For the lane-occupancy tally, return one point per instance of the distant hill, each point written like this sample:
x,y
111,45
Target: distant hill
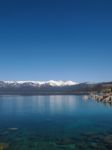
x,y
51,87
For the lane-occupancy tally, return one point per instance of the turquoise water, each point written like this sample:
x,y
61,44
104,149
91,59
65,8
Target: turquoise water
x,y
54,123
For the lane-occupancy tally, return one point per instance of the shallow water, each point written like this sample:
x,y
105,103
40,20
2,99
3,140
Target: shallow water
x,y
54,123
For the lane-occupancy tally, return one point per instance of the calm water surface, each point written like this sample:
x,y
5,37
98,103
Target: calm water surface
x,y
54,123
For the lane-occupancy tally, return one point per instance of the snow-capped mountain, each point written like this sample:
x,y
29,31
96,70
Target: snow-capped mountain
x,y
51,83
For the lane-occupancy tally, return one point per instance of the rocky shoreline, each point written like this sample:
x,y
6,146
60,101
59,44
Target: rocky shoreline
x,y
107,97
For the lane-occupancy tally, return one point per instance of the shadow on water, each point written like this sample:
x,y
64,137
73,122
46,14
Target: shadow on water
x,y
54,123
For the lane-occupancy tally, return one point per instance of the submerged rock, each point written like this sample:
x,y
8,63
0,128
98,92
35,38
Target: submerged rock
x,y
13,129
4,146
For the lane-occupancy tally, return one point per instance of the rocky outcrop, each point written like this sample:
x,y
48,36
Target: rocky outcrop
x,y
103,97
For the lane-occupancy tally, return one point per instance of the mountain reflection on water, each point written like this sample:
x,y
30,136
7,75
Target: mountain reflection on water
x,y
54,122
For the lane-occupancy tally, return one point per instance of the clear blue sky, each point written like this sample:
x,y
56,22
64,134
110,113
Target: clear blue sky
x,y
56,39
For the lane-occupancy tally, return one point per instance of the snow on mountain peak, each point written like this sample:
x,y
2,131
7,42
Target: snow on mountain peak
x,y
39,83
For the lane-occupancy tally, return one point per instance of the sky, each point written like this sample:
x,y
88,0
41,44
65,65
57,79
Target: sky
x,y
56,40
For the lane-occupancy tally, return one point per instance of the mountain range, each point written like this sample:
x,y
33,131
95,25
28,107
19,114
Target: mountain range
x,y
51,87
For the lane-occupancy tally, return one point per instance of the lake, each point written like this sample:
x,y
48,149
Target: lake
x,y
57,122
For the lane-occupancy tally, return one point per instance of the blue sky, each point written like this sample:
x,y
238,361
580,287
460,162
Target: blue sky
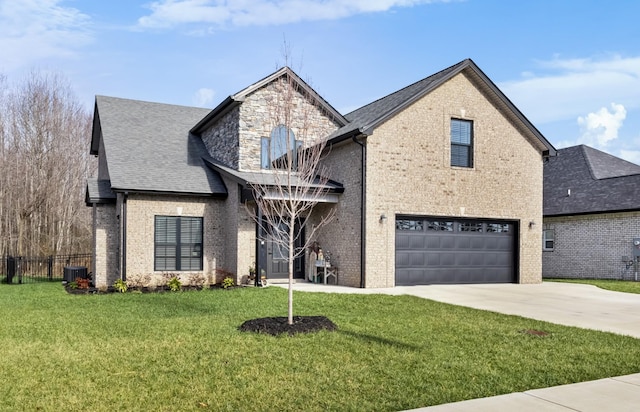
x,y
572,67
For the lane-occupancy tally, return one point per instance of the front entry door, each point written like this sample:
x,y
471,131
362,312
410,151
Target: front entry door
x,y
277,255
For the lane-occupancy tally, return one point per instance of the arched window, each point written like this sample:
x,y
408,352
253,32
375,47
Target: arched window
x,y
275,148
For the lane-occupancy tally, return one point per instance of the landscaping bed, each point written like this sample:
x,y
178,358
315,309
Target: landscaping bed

☆ ☆ ☆

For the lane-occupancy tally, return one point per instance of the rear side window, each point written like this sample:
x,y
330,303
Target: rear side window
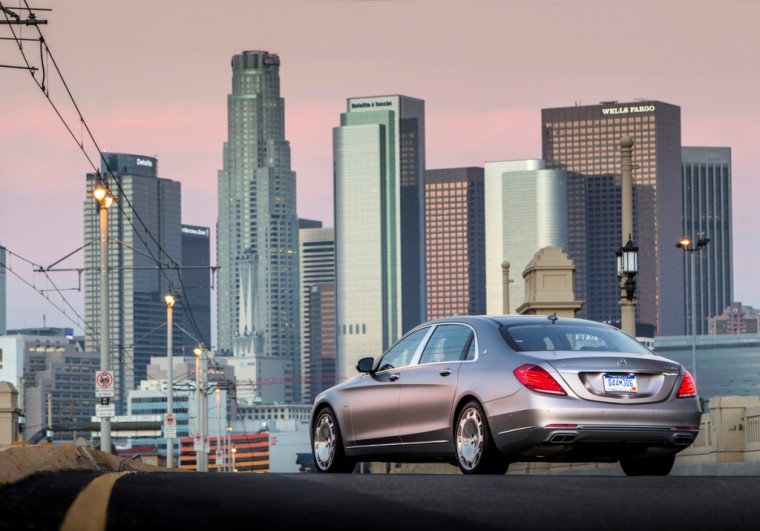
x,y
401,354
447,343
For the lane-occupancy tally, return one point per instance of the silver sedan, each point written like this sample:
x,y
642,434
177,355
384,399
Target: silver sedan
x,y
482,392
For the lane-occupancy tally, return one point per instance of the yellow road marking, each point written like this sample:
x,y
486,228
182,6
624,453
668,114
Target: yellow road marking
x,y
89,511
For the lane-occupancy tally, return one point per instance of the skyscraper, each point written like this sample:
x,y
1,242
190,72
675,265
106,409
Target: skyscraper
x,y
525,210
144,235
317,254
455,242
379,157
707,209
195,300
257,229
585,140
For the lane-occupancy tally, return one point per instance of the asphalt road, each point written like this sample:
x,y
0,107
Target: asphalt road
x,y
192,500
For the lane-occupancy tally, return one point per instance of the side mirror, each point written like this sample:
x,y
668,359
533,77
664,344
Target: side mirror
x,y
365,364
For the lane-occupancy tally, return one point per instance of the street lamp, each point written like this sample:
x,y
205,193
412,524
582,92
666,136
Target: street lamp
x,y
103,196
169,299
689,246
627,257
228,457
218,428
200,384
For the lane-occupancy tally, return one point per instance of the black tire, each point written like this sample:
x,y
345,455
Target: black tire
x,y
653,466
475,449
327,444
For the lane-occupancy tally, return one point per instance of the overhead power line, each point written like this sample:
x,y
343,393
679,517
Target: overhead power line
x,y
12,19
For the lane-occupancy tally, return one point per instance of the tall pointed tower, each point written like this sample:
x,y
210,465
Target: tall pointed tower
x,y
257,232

☆ ☆ ☆

* **Task to carry out**
Reproduce everything from the line containing "of the blue" down to the line containing "Target: landscaping bed", renaming "lane-occupancy tally" to "traffic survey" and leaving all else unchanged. Leave the pictures out.

* **Response**
For the traffic survey, return one point per instance of the blue sky, each point written like this sample:
x,y
238,361
580,287
460,162
Target: blue sky
x,y
572,67
For the traffic survey, return one point per instance of the front entry door, each point written like this sample:
x,y
471,131
362,312
410,151
Target: front entry door
x,y
277,255
For the traffic survey, return one point per instance of the arched window, each point written like this sample:
x,y
408,352
253,32
375,47
Target: arched window
x,y
275,148
For the traffic survey, return one point per instance of the landscaping bed, each point written like this sample:
x,y
178,358
315,309
Target: landscaping bed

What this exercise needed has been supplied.